WHAT THE EXERCISE ASKS ->
Update all of the rows below by replacing "instance" with "occurrence" and keeping everything else unchanged. Leave the pictures out of your output.

EXERCISE INPUTS ->
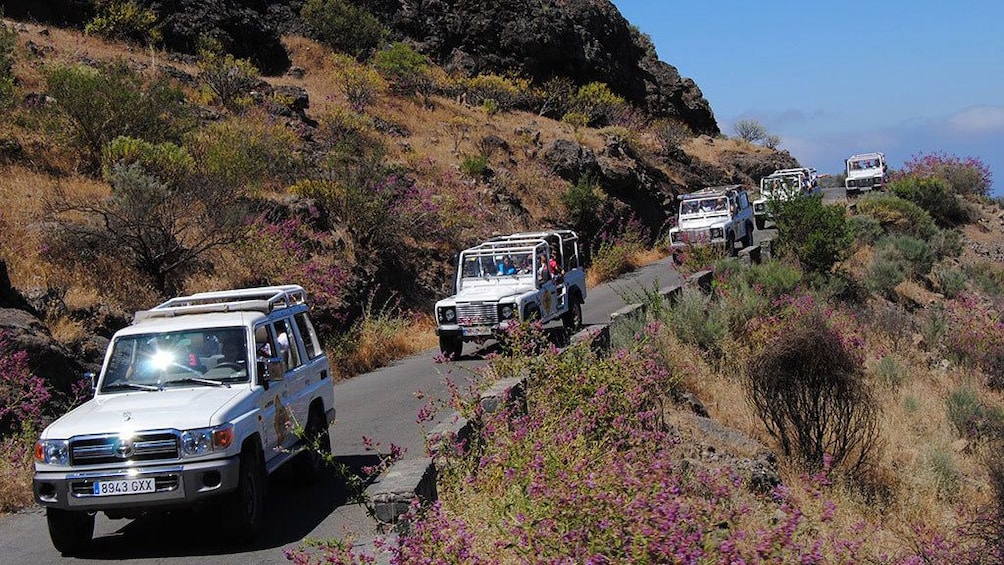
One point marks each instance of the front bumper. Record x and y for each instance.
(176, 486)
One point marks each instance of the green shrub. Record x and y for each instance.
(951, 280)
(474, 166)
(112, 100)
(898, 216)
(891, 371)
(230, 80)
(124, 20)
(342, 25)
(815, 234)
(167, 162)
(597, 102)
(885, 272)
(936, 197)
(251, 152)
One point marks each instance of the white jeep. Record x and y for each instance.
(782, 185)
(198, 401)
(509, 279)
(718, 216)
(865, 172)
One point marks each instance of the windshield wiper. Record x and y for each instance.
(200, 380)
(127, 384)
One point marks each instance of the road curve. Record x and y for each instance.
(382, 405)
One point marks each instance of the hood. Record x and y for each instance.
(179, 408)
(493, 292)
(865, 174)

ANSWER TO THE PROBLEM ->
One point marks each occurrence of the front bumper. Record x and y for each occurrence.
(176, 486)
One point marks each occurrence of the green shrub. Record x and y for each occurrence.
(951, 280)
(474, 166)
(112, 100)
(898, 216)
(891, 371)
(230, 80)
(124, 20)
(342, 25)
(815, 234)
(167, 162)
(597, 102)
(885, 272)
(936, 197)
(251, 152)
One point marks each occurrence of the white jeep. Record x and y for each occurrence.
(782, 185)
(198, 401)
(509, 279)
(718, 216)
(865, 172)
One point marks each occurrence of the windshield wiper. Record x and y for each occurrence.
(200, 380)
(127, 384)
One point marks each occurrence of the road curve. Record x and y for each occurrence.
(382, 405)
One point marks each occurrence of the hood. Record x and y for each occurrence.
(179, 408)
(493, 292)
(865, 174)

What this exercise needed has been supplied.